■ Objectif énoncé 1 ■
Imprimez le passage du texte sur le Caveau des Innocents qui va de "LES IN-PACE SINISTRES" jusqu'à "patron de l’établissement.".
■ Objectif énoncé 2 ■
Répondez à ces questions d'après le texte sur le Caveau des Innocents :
(a) Combien de personnes environ formaient la bande joyeuse sortie de chez des amis ?
(b) Dans quel arrondissement habitaient ces amis ?
(c) À quel moment de la journée a lieu la seconde visite, faite pour voir le patron de l'établissement ?

Mon berceau/Le Caveau des Innocents

Bellier (p. 58-65).

LE CAVEAU DES INNOCENTS


LES IN-PACE SINISTRES — LA RELIGION INSTRUMENT DES CRIMES ROYAUX — LA HAUTE NOCE — UN CERBÈRE MODÈLE.

Voilà de cela plus de dix ans, une belle nuit d’hiver, nous sortions de chez des amis qui habitaient le premier arrondissement, nous étions une bande joyeuse d’une dizaine de personnes — dont moitié femmes du meilleur monde en toilette de soirée ; l’une d’elles, emmitouflée dans ses fourrures, me dit :

— Je vous en prie, conduisez-moi au Caveau des Innocents ; on dit cela très curieux.

Et voilà comment je visitai le Caveau.

Ce souvenir lointain me revenait à la mémoire ces jours derniers ; mais au fait, voilà ma prochaine chronique et je retournai, dans le jour cette fois, comme un homme rangé, voir le patron de l’établissement.

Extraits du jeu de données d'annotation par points
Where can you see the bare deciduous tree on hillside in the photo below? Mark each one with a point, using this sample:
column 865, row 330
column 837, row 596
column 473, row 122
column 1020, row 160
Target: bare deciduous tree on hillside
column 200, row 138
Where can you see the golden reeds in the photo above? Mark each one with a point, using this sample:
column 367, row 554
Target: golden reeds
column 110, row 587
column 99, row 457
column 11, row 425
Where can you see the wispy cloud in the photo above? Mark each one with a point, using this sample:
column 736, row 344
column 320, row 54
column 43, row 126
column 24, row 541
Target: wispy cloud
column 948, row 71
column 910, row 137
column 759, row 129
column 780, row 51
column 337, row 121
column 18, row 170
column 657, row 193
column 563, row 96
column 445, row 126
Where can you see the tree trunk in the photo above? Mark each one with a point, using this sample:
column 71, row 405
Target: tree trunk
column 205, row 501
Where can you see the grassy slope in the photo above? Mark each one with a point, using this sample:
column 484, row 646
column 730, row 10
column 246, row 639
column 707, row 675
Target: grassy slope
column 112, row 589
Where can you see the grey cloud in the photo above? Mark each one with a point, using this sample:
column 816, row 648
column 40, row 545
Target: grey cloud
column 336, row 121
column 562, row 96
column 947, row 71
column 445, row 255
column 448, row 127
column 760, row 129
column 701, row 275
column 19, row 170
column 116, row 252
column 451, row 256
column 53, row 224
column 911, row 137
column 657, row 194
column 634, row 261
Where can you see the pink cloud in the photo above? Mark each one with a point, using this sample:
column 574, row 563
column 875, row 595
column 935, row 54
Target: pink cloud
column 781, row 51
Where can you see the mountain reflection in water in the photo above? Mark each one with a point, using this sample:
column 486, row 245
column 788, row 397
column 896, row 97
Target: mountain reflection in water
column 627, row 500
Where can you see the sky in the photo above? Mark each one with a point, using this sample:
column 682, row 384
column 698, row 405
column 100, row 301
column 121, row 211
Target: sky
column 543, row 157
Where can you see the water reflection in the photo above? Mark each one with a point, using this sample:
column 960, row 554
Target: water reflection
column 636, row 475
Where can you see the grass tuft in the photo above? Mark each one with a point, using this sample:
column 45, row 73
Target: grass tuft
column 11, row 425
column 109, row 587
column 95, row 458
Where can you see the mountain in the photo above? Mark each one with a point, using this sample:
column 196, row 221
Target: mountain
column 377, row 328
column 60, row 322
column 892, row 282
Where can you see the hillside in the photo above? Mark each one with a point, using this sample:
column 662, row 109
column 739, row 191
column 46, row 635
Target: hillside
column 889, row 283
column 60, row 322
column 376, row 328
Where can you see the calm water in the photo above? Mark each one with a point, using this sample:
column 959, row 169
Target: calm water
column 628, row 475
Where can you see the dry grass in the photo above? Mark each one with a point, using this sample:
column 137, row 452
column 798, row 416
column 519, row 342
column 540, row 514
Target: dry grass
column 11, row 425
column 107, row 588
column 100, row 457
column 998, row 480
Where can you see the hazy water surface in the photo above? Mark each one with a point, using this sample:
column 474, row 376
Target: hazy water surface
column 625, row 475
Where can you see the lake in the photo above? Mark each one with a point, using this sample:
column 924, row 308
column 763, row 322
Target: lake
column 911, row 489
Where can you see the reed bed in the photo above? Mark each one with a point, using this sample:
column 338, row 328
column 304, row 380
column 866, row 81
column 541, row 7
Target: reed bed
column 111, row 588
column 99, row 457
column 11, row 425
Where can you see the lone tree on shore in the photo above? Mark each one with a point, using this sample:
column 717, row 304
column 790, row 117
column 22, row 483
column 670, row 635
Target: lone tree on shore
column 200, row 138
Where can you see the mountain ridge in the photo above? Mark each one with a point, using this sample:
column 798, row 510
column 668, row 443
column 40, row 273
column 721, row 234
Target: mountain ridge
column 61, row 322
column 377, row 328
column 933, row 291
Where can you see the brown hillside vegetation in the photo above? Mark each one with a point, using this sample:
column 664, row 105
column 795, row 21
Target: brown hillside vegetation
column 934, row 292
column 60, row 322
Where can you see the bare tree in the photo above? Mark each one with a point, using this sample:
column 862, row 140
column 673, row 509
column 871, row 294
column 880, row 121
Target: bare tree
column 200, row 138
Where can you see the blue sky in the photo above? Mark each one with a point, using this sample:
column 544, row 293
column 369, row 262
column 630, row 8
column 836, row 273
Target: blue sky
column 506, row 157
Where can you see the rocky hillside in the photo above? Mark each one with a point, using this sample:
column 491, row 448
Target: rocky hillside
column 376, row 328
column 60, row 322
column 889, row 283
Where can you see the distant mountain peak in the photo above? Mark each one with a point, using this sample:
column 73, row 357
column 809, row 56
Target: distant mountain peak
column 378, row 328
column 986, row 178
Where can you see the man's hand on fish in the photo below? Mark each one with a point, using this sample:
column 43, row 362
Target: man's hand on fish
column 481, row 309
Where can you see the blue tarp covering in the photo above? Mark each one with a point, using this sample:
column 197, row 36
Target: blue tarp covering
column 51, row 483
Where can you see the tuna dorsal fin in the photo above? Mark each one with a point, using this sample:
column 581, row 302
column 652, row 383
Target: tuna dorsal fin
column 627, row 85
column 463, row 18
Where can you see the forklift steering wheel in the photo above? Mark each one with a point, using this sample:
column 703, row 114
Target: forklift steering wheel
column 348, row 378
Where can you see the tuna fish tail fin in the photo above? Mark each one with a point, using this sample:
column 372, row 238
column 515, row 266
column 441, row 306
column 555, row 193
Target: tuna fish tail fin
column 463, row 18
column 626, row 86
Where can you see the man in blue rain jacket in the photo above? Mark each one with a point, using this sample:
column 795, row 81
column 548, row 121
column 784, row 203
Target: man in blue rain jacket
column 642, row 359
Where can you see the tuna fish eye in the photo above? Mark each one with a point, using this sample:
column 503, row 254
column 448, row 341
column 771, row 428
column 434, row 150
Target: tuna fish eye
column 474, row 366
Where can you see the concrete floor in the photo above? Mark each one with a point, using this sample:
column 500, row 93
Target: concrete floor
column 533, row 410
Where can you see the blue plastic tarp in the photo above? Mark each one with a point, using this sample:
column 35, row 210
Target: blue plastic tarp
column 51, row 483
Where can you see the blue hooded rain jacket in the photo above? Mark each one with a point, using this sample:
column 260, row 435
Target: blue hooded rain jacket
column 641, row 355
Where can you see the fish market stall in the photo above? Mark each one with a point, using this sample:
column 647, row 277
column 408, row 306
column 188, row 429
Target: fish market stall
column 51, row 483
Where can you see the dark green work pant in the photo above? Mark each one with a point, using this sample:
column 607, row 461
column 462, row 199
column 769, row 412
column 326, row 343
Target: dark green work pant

■ Réponse rédigée 1 ■
LES IN-PACE SINISTRES — LA RELIGION INSTRUMENT DES CRIMES ROYAUX — LA HAUTE NOCE — UN CERBÈRE MODÈLE.

Voilà de cela plus de dix ans, une belle nuit d’hiver, nous sortions de chez des amis qui habitaient le premier arrondissement, nous étions une bande joyeuse d’une dizaine de personnes — dont moitié femmes du meilleur monde en toilette de soirée ; l’une d’elles, emmitouflée dans ses fourrures, me dit :

— Je vous en prie, conduisez-moi au Caveau des Innocents ; on dit cela très curieux.

Et voilà comment je visitai le Caveau.

Ce souvenir lointain me revenait à la mémoire ces jours derniers ; mais au fait, voilà ma prochaine chronique et je retournai, dans le jour cette fois, comme un homme rangé, voir le patron de l’établissement.

■ Réponse rédigée 2 ■
(a) Une dizaine de personnes.
(b) Dans le premier arrondissement.
(c) Dans le jour.